EXERCISE PASSAGE:
*** Block opens ***
A legendary racer and sports car maker has died amid the 50th anniversary celebration of the car that made him famous.
Autoweek magazine is reporting that Carroll Shelby died Thursday night at Baylor Hospital in Dallas at age 89.
Shelby, who had been battling pneumonia in recent months and had been forced to cancel an appearance at the Amelia Island Concours d'Elegance in mid-March, was the father of the AC Cobra sports car.
A Texas native, he was a race driver who won three U.S. sports-car championships in Ferraris and Maseratis, and won the 1959 24 Hours of Le Mans in an Aston Martin with British co-driver Roy Salvadori.
Dealing with heart problems in the 1960s, he came up with a plan to stuff an American Ford V-8 engine into a British 2-seat sports car called the AC Ace, and thus was born the Cobra. One of six streamlined coupe versions of the car designed by Peter Brock beat Ferrari to win the world manufacturer's title in 1965, that Cobra Daytona Coupe on display at this year's Amelia Concours. But Shelby didn't stop there.
Working with Ford, he created high-powered versions of the Mustang in the late 1960s, including the Shelby GT350, the cars winning in Trans Am races. As a team owner, Shelby presided over Ford's epic 1966 and '67 Le Mans victories. That makes him the only person to win Le Mans as a driver (with Aston Martin), a manufacturer (class victory with the Cobra Daytona) and team owner (Ford's GTs).
Shelby didn't like being called a legend, and told the Times-Union that when he was the honoree at the 1999 Amelia Concours.
"Some people are legends in their own minds, but it doesn't mean anything to me," he said. "I get up every morning and I am so thankful to be here and there are so many things I have to get done before Forest Lawn gets me that I don't have time for that."
He got a heart transplant and a new kidney in later years, yet continued to work with manufacturers to create sporty models, including Chrysler in the 1980s with the GLH and GLH-S (Goes Like Hell Some more) models of the Omni and Charger. He continued making AC Cobras, had a hand in bringing the first Dodge Viper to life, and built a new 2-seat sports car called the Series 1.
*** Block closes ***
TASK REQUIREMENTS:
Could you rewrite the part of the Shelby article that begins with "Dealing with heart" and ends with "didn't stop there.", replacing "streamlined" with "aerodynamic"? Use only the Shelby article to answer.

DATA:
*** Block opens ***
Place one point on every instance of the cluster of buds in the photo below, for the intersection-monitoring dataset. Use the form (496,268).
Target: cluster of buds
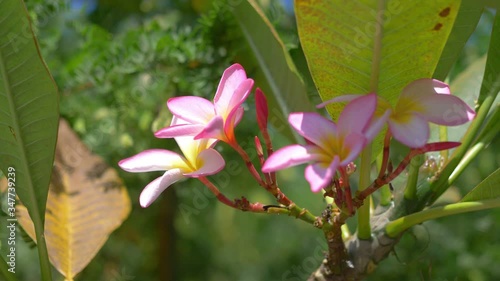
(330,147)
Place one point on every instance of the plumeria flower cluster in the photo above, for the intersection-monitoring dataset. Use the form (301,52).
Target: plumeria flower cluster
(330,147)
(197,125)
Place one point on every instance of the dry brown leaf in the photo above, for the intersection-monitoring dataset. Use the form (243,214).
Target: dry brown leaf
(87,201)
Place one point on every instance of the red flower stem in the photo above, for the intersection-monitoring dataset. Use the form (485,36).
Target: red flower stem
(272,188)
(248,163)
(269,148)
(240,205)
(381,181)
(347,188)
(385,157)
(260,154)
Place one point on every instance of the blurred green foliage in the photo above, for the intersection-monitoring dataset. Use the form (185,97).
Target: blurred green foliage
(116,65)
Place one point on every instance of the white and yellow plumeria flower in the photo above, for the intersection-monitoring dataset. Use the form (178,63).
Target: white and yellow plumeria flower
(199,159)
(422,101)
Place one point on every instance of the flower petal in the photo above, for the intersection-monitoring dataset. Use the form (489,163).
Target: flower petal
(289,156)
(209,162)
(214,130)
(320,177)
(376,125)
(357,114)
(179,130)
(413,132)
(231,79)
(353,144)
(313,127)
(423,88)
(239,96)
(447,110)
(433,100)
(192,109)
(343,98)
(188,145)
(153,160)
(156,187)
*** Block closes ***
EXERCISE SOLUTION:
Dealing with heart problems in the 1960s, he came up with a plan to stuff an American Ford V-8 engine into a British 2-seat sports car called the AC Ace, and thus was born the Cobra. One of six aerodynamic coupe versions of the car designed by Peter Brock beat Ferrari to win the world manufacturer's title in 1965, that Cobra Daytona Coupe on display at this year's Amelia Concours. But Shelby didn't stop there.